» GIVEN EXERCISE: Copy out each row below, replacing every occurrence of "one point per instance" with "one point per object" and leaving everything else as it is.

:: ENTRIES SHOWN

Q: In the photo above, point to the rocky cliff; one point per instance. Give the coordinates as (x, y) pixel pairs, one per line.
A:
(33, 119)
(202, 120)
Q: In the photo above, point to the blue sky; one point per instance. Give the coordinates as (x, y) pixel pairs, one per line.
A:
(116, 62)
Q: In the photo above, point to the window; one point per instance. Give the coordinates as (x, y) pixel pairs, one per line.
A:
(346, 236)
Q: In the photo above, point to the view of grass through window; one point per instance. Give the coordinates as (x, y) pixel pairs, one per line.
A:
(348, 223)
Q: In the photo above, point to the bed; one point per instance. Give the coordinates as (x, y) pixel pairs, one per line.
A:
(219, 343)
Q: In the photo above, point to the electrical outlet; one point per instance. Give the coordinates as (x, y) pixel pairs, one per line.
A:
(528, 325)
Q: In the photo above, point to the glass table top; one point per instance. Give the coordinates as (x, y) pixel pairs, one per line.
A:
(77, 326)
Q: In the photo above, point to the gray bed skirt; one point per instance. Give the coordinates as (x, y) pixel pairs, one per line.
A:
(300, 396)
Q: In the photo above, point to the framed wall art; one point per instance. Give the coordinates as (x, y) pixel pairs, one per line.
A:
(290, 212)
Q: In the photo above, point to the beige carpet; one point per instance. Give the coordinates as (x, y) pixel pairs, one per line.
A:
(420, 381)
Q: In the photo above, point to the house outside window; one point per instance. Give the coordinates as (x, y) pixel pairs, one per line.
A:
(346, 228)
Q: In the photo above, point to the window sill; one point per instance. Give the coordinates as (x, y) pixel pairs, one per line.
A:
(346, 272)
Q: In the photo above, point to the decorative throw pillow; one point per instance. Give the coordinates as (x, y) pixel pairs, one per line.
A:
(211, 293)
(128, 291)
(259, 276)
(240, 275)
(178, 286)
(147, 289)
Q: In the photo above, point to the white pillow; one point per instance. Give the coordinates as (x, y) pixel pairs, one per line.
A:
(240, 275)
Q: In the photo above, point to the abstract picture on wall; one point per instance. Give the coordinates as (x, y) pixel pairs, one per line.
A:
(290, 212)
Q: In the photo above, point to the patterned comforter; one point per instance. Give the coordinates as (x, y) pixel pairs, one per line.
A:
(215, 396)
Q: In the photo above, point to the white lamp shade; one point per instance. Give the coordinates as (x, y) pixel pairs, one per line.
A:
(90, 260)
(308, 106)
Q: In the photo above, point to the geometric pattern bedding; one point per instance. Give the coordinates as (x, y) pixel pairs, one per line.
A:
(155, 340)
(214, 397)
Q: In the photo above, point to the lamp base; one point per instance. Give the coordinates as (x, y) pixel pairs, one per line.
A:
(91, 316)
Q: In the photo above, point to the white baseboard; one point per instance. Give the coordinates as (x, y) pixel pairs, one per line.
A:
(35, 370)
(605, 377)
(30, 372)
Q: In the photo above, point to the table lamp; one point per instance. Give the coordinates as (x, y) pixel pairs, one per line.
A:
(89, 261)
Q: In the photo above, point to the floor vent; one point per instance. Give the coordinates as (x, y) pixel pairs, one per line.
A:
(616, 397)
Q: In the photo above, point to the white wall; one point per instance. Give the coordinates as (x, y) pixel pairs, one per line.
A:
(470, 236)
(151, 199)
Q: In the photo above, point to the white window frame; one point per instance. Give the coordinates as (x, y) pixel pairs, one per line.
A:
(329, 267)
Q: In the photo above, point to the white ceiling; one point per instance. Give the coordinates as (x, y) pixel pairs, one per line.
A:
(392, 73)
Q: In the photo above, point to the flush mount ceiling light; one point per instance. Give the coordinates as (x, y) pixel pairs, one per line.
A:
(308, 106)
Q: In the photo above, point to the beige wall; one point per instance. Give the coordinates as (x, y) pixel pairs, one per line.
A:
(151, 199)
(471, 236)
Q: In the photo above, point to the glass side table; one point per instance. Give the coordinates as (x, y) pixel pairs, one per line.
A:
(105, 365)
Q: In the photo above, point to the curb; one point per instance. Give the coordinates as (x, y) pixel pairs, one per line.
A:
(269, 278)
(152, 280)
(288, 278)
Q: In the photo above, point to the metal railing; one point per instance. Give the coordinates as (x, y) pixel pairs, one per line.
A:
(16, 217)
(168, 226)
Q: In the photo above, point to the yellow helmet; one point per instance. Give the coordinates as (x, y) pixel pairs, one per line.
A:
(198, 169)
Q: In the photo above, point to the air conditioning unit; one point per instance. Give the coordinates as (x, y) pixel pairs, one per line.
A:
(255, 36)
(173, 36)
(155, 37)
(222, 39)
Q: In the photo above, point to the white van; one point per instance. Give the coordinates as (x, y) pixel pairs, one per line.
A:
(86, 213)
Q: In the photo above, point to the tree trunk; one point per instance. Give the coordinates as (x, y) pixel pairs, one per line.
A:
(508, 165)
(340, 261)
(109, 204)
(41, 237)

::::

» RESULT OF THE EXERCISE:
Q: In the photo above, point to the rocky cliff; one point per object. Give the coordinates as (x, y) pixel pairs, one per line.
A:
(33, 119)
(202, 120)
Q: In the photo above, point to the blue sky; one point per object. Give the coordinates as (x, y) pixel pairs, one per line.
A:
(116, 62)
Q: In the photo above, point to the window; one point per object. Give the coordinates as (x, y) pixel pairs, one per line.
A:
(346, 236)
Q: In the photo above, point to the view of grass through window; one point per object. Give the coordinates as (x, y) pixel pairs, one per line.
A:
(348, 223)
Q: In the photo above, point to the bed; one point per object. Give the coordinates as (x, y) pixel pairs, one per line.
A:
(219, 343)
Q: In the photo above, point to the electrical outlet; one point per object. Give the coordinates as (x, y) pixel pairs, one per line.
A:
(528, 325)
Q: In the photo above, point to the glass table top; one point per object. Give the coordinates as (x, y) pixel pairs, one per line.
A:
(77, 326)
Q: In the photo above, point to the gray bed skirt; one point per object. Give the coordinates as (x, y) pixel pairs, one per line.
A:
(300, 396)
Q: In the photo above, point to the framed wall art; one point per object. Give the coordinates as (x, y) pixel pairs, one per line.
A:
(290, 212)
Q: In the photo above, point to the beige carpet; one point per object. Give the coordinates as (x, y) pixel pairs, one per line.
A:
(420, 381)
Q: In the photo above, point to the house outside window; one point per object. Give the coordinates as (x, y) pixel pairs, one per line.
A:
(346, 228)
Q: In the photo above, point to the window sill; one point per object. Give the coordinates as (x, y) pixel pairs, one per line.
A:
(346, 272)
Q: In the photo above, point to the decorative throw pillow; one point per object. Give the coordinates as (x, y) pixel pairs, one per line.
A:
(211, 293)
(128, 291)
(259, 276)
(240, 275)
(178, 286)
(147, 289)
Q: In the photo above, point to the white pillow; one point per object. Give the coordinates as (x, y) pixel pairs, one per line.
A:
(240, 275)
Q: In the photo above, point to the abstract picture on wall; one point per object. Give the coordinates as (x, y) pixel pairs, one per line.
A:
(290, 212)
Q: In the photo above, point to the patterned comforter; one point per object. Give the coordinates as (x, y) pixel pairs, one per line.
A:
(215, 396)
Q: In the photo above, point to the white lamp shade; one point per object. Give the coordinates as (x, y) pixel pairs, one per line.
A:
(90, 260)
(308, 106)
Q: In the photo above, point to the geometric pattern bedding; one point per object. Give the coordinates as (x, y) pixel pairs, one per line.
A:
(155, 340)
(214, 397)
Q: In the photo above, point to the lamp base; one point per object. Give the coordinates as (x, y) pixel pairs, one per line.
A:
(91, 316)
Q: In the photo above, point to the white baseboard; one point per object. Give the coordinates as (x, y) pixel pairs, one per line.
A:
(35, 370)
(605, 377)
(30, 372)
Q: In the photo above, point to the table lamp; one point per object. Give the coordinates as (x, y) pixel pairs, one per line.
A:
(89, 261)
Q: In the photo above, point to the floor vent; one point per object. Give the coordinates as (x, y) pixel pairs, one per line.
A:
(616, 397)
Q: In the photo above, point to the white wall; one point per object. Give the coordinates as (x, y) pixel pairs, one per line.
A:
(470, 236)
(151, 199)
Q: In the photo above, point to the white window frame; one point per object. Give the coordinates as (x, y) pixel pairs, one per line.
A:
(329, 267)
Q: In the photo above, point to the white ceiling; one point per object. Give the coordinates as (x, y) pixel pairs, one per line.
A:
(392, 73)
Q: In the photo above, point to the flush mount ceiling light; one point per object. Give the coordinates as (x, y) pixel pairs, one per line.
A:
(308, 106)
Q: In the photo above, point to the beige wall; one point per object. Give the coordinates as (x, y) pixel pairs, one per line.
A:
(151, 199)
(471, 236)
Q: In the photo above, point to the glass side table; one point per object. Give the coordinates as (x, y) pixel pairs, one per line.
A:
(105, 365)
Q: In the photo above, point to the curb; one point per object. Give the coordinates as (x, y) pixel pairs, one per line.
A:
(269, 278)
(152, 280)
(288, 278)
Q: In the photo above, point to the metal railing; one point per object. Give the coordinates as (x, y) pixel pairs, one per line.
A:
(16, 217)
(168, 226)
Q: In the photo above, point to the yellow helmet; one point per object. Give the coordinates as (x, y) pixel pairs, one per line.
A:
(198, 169)
Q: In the photo above, point to the air conditioning unit; one point per object. Give the coordinates as (x, y) pixel pairs, one per line.
A:
(255, 36)
(173, 36)
(155, 37)
(222, 39)
Q: In the photo above, point to the white van; one point per object. Give the coordinates as (x, y) pixel pairs, one per line.
A:
(86, 213)
Q: In the photo above, point to the tree trunk; one point per object. Give the coordinates as (x, y) pixel pairs, one per line.
A:
(508, 165)
(340, 261)
(109, 204)
(41, 237)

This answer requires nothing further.